---------- GIVEN RECORDS

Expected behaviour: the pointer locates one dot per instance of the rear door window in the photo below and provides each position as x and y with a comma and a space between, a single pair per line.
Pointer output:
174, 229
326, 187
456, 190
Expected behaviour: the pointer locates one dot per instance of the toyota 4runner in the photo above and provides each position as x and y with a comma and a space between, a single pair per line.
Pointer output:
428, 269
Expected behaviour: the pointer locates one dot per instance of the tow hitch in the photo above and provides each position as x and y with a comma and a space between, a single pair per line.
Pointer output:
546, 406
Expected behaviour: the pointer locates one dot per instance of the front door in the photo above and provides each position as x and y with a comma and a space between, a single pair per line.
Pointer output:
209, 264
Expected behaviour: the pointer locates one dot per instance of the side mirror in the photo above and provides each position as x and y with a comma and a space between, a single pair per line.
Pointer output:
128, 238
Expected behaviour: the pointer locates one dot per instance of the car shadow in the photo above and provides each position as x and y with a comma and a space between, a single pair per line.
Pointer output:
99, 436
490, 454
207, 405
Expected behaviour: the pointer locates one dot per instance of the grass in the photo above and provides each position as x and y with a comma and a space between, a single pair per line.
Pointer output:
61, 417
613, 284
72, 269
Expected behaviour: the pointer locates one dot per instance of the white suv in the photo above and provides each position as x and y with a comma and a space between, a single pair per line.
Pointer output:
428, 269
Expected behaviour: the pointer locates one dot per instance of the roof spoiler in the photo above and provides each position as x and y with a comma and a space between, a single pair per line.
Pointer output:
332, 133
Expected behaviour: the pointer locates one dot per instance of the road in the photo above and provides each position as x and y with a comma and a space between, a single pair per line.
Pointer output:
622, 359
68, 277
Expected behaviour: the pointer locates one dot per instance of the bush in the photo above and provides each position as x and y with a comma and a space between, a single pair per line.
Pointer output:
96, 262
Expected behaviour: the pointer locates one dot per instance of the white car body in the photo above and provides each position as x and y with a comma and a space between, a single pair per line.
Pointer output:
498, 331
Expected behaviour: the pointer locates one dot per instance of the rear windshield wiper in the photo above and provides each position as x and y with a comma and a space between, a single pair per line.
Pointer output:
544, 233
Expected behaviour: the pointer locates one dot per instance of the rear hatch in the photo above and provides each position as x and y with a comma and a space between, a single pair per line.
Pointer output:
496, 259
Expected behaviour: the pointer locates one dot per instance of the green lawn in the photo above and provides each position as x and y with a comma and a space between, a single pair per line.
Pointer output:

--------------------

Output the records in full. Match them exactly.

Expected behaviour: the pointer locates one dot per instance of the rear door window in the photo below and provides each position as x and y with a comma and a space between, a single pair per line.
Pointer output:
174, 229
326, 187
456, 190
Expected behaviour: the pointer locates one dot per instance of the toyota 4runner in the photo above and provides each position as x and y with a comma and a space between, a single pair per line.
Pointer output:
428, 269
Expected behaviour: the pointer locates one dot per instance of the tow hitch in the photo above and provides each position as x and y with a comma and a space between, a single pair per line.
Pointer output:
546, 406
Expected behaviour: the pointer locates one dot per instance of the front door in the photo above and provides each position as x and y with a comma and a space between, a single pair per line.
Pointer output:
209, 264
Expected behaviour: the pointer locates one dot per instance of the side mirror in the photo above and provides each position as x and y with a comma and a space between, a single pair per line.
Pointer output:
128, 238
Expected behaviour: the pointer locates one dot per instance of the car shadow in the photo above and provides each position as x and y with a comma and a space between, a single pair per line.
Pointer output:
99, 436
490, 454
207, 405
Expected behaviour: the pointer locates one dot per instance of the grass in the photo above and provides each position as x and y with a comma and a space between, a single pair per line.
Pointer output:
61, 417
613, 284
72, 269
Expected behaviour: the pointer locates one dot per instance of the white suv in the photo above and provides each position as x and y with a comma and a space between, a single pair per line.
Pointer output:
428, 269
Expected behaviour: the pointer locates one dot per instance of the roof spoiler in the photo above and provides each position as x and y with a comma and a space between, a single pair per line.
Pointer output:
332, 133
Expected behaviour: the pointer locates one dot per instance of the road in the photo above and provides each position as x and y with a comma and a space between, a single pair per line.
Pointer output:
622, 359
68, 277
Expected behaviour: the pointer locates one dot per instance of the bush in the photo above and provides each position as x and y with a comma and a space between, a single pair per line.
Pointer output:
96, 262
Expected behaviour: the pointer locates one dot per instance of the white car body in the photo above and provides each position as x and y with a comma and a space between, a single pair per line.
Pointer output:
498, 331
Expected behaviour: the pointer locates one dot per instance of the rear windshield wiper in the photo above and provides each position as x and y with a comma and a space between, a single pair per line.
Pointer output:
544, 233
Expected behaviour: the pointer locates one dot per instance of the rear hatch in the photo above and provides each position as x and y with a comma and a space between, a single pair per line.
Pointer output:
496, 259
Expected behaviour: the pointer locates one dot per instance of the green lawn in the photo above and provides each position as x and y with a comma and a space between, a single pair per line.
Pointer output:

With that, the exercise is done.